**Request**
Output the data below as a two-column CSV with the headers label_text and marked_points, one row for each object to be marked, holding its full wording and the points marked under it, each in a single quoted field with line breaks turned into spaces. Cover all of the data and leave the pictures out.
+++
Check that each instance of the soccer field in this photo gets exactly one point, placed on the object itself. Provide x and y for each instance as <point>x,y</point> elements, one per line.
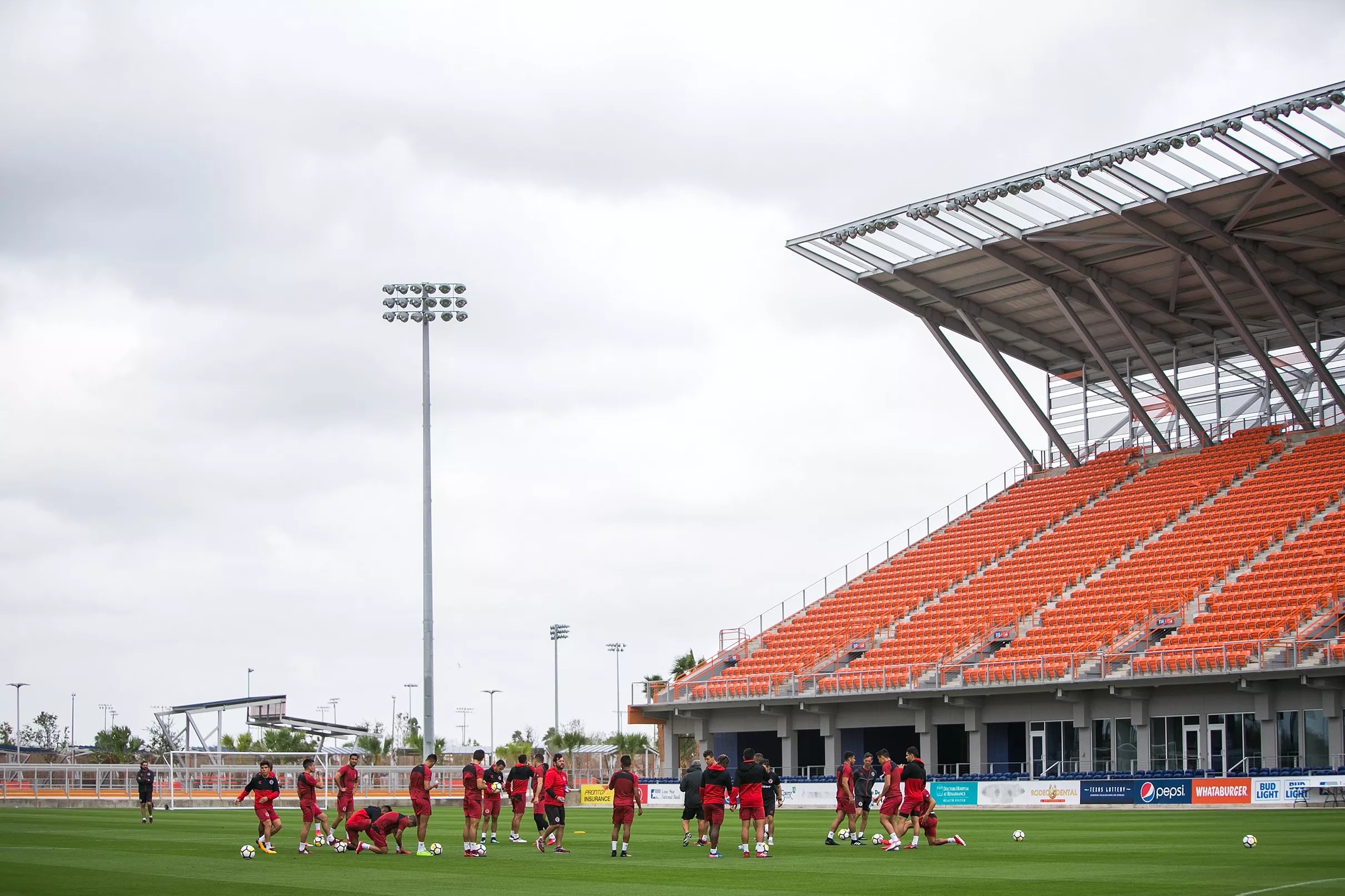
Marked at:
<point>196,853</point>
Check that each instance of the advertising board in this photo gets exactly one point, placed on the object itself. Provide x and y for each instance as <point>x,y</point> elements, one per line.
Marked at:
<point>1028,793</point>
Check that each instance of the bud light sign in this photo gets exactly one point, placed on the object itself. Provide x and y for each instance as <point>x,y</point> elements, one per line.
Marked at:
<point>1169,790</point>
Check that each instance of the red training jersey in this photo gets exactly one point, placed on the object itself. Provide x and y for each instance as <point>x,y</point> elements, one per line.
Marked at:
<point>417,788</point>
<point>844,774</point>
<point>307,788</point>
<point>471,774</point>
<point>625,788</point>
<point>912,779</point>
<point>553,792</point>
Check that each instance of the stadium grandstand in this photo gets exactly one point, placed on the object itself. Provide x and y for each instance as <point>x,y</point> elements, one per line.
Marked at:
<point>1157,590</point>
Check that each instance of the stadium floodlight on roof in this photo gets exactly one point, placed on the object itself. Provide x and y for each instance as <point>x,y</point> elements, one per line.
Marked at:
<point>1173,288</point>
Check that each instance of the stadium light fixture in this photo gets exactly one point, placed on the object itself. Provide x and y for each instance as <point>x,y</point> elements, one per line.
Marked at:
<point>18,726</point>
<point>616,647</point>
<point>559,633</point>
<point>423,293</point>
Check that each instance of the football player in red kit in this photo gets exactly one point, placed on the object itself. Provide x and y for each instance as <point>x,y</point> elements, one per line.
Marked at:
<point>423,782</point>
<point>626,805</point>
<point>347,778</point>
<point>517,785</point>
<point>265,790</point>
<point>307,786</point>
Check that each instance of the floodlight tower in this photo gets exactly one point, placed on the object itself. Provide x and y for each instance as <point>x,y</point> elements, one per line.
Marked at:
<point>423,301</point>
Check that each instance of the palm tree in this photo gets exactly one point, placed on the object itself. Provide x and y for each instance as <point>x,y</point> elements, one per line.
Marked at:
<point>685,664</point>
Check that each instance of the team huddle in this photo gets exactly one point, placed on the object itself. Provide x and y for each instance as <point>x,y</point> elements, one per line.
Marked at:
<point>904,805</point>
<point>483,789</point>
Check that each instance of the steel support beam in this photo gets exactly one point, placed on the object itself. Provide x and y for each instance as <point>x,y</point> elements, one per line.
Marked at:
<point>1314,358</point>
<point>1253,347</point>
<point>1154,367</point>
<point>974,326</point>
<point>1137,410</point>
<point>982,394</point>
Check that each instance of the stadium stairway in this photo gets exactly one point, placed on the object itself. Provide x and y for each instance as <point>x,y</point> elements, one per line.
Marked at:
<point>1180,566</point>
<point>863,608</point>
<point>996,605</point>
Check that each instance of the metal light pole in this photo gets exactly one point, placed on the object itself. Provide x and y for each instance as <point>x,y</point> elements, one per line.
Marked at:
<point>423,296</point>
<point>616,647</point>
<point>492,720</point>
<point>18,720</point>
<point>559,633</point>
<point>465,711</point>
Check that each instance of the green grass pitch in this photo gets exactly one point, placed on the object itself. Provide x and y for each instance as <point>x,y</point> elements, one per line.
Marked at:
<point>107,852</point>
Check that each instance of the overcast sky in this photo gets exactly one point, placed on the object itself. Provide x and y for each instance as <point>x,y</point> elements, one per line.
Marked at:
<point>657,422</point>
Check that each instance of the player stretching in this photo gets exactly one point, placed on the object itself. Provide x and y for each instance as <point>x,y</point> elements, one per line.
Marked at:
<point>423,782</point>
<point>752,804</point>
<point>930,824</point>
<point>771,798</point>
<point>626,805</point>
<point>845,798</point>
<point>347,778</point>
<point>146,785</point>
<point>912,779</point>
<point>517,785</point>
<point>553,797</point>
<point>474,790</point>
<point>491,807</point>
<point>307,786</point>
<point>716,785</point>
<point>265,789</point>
+++
**Output of the exercise**
label_text,marked_points
"Check that each instance of the soccer field in this photo gets exactly one point, placed on the object itself. Provide x and y for each instance as <point>x,y</point> elements, one per line. Marked at:","<point>196,853</point>"
"Check that each instance of the advertising board in this photo gets exactly one point, placed on the object itself. Provide x and y for each instance as <point>x,y</point> elements, one per line. Marked at:","<point>1028,793</point>"
"Check that each instance of the bud light sign in this photo gets exactly one point, placed on the object itself. Provide x and y for each instance as <point>x,y</point> elements, one per line. Marked at:","<point>1169,790</point>"
"Check that each instance of the red training jersey in this photo gets exactly one point, placed on the object itself. Provide x and y for each instance as <point>x,y</point> elements, one per line. Marked at:","<point>417,788</point> <point>844,774</point> <point>307,788</point> <point>471,774</point> <point>625,788</point> <point>912,779</point> <point>553,792</point>"
"Check that each instance of the stadium grandstand in this photo gets exactly one point, placed on the object itself. Provide x and y for each instance as <point>x,y</point> elements, one per line. Marked at:","<point>1157,590</point>"
"Check that each instance of the stadium floodlight on roof in this photo gets exactly one point, placed on the object itself. Provide x and y for each instance as <point>x,y</point> elements, one per line. Marked at:","<point>1173,288</point>"
"Check that each instance of the stadium light fixture in this photo gets exactly one point, placed on the object itself. Provide x and y for each instance as <point>x,y</point> elements, one per line. Marked at:","<point>18,726</point> <point>616,647</point> <point>559,633</point> <point>423,293</point>"
"Check that each instance of the football player in red kit in this photo gets exactly one point, placed on the object itself. Provide x and y for each instance as <point>x,y</point> elements, one per line. Marked at:","<point>423,782</point> <point>626,805</point> <point>347,778</point> <point>517,785</point> <point>265,790</point> <point>307,786</point>"
"Check that each instance of the floodlight tower in this photo gets exactly one point, placed on the object itself. Provide x and y for each instance as <point>x,y</point> elements, one per line. Marked at:","<point>423,301</point>"
"Check that each instance of the palm tree in this photo gets exactly one point, placed on the object itself. Provide x and y for each instance as <point>x,y</point> elements, one per line. Marked at:","<point>685,664</point>"
"Check that each instance of the team huddle in this photo gets exactly one point, placed on the object itself. Provide x and y for each instance as <point>x,y</point> elements, one per line. Marked at:","<point>904,805</point> <point>483,789</point>"
"Check that each instance of the steel support beam in this photo gets exactly one point, placed on the object itself. Provide x and y for each instance as <point>x,y</point> elements, one per line. Marked at:","<point>1314,358</point> <point>1253,347</point> <point>1154,367</point> <point>974,326</point> <point>1137,410</point> <point>982,394</point>"
"Check that each instance of the stadium stairway in this photo gets exactly one point, placed on the object itself. Provide x and y for each instance as <point>x,y</point> elements, one per line. Marked at:","<point>1180,566</point> <point>863,608</point> <point>996,605</point>"
"Check that each instance of the metal light pole in this photo gets exactly one point, placed on the object itself. Provide x and y for each instance as <point>x,y</point> elements, one per line. Marked at:","<point>423,296</point> <point>616,647</point> <point>492,720</point> <point>18,720</point> <point>559,633</point> <point>465,711</point>"
"Check that each instance of the green grass pitch in this photo gets exactly one point, placed on the object itself. Provide x and y for each instance as <point>x,y</point> elements, one per line. Marked at:","<point>107,852</point>"
"Check that each instance of the overcast sky in this photo gets exactly one point, placed on the object itself. Provide x and y for each instance as <point>x,y</point> elements, one per line. Marked at:","<point>657,422</point>"
"Check that each instance of the player stretching in this photo gets exactly one point, placed on the object itself. Provide x and y for each instance as <point>x,y</point> elements, one per line. Marked at:","<point>423,782</point> <point>752,804</point> <point>930,824</point> <point>771,798</point> <point>626,805</point> <point>845,798</point> <point>347,778</point> <point>146,785</point> <point>912,779</point> <point>517,785</point> <point>553,797</point> <point>474,790</point> <point>491,807</point> <point>307,786</point> <point>716,785</point> <point>265,789</point>"